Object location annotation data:
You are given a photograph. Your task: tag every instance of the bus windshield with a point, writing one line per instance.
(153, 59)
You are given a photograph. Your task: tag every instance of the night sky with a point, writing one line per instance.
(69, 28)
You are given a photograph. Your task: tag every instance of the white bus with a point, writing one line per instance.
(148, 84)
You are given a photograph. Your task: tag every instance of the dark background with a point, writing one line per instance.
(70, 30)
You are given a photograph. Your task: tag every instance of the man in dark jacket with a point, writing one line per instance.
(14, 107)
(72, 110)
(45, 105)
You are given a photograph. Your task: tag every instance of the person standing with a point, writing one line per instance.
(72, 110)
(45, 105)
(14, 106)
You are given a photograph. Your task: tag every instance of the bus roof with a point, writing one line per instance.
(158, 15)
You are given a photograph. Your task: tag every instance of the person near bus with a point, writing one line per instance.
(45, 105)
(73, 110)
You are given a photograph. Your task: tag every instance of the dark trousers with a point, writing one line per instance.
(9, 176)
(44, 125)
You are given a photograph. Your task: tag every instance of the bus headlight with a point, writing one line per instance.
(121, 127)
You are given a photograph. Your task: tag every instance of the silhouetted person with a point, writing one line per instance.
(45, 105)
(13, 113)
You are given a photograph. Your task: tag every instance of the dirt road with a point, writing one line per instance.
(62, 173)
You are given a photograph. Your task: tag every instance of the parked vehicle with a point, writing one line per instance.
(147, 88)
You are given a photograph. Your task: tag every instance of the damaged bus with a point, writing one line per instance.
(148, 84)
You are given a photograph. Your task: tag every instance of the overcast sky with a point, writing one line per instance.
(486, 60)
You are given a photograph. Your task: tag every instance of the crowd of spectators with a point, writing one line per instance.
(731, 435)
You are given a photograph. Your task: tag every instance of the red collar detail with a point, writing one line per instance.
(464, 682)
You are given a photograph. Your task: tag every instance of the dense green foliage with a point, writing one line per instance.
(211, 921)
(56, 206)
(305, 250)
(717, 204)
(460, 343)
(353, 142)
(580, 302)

Request:
Change every "tag" to "mark" in all of the data above, and write the full data out again with nothing else altered.

Worked solution:
You are given a photograph. Your task: mark every instance of the bus windshield with a point, writing one line per instance.
(153, 59)
You are given a photograph. Your task: mark every instance of the night sky with a point, writing one line per instance.
(69, 28)
You are given a photograph. Your task: mark every instance of the white bus with a point, writing one line per instance.
(148, 84)
You are given a photograph. Your task: mark every instance of the dark background with a point, writing one line per instance.
(70, 30)
You are given a photograph. Your task: mark every instance of the man in dark jacket with a point, writing one line per instance.
(14, 107)
(72, 110)
(45, 105)
You are given a photograph. Your task: mark every instance of the person standing with a point, writing one line per instance.
(72, 110)
(45, 105)
(14, 106)
You are given a photograph. Your task: mark every instance of the bus roof with a point, writing one line per instance.
(158, 15)
You are given a photograph. Your task: mark every instance of the person near bus with a point, writing one line per instance.
(45, 105)
(73, 110)
You are given a photograph. Your task: mark every instance of the dark trousers with a point, writing one line per instance.
(9, 176)
(44, 125)
You are given a photograph. Your task: mark every instance of the bus headlight with a point, writing one line per instance.
(121, 127)
You are given a photograph. Your task: mark every instance of the silhouetted person with a point, writing one line per instance.
(45, 105)
(13, 113)
You are given a photograph. Your task: mark every instance of the dirt road with a point, writing one line per instance.
(62, 173)
You are given a photograph. Your task: mark every instance of the parked vehicle with a point, writing one line per instance.
(147, 88)
You are given a photograph. Your task: mark every instance of the damaged bus with a point, writing one line per instance.
(148, 84)
You are given a photograph. Your task: mark every instance of the overcast sky with a point, writing one line per instance.
(486, 60)
You are given a photograph. Your task: mark every instance of the crowd of spectators with a point, writing one line per instance.
(731, 435)
You are given a photograph. Your task: mark every instance of the red collar detail with a point, writing one line per instance.
(464, 682)
You are given a photograph. Your task: mark every instance of the dense green foliage with a point, writing one line per instance.
(211, 921)
(56, 206)
(305, 250)
(717, 204)
(460, 343)
(353, 142)
(580, 302)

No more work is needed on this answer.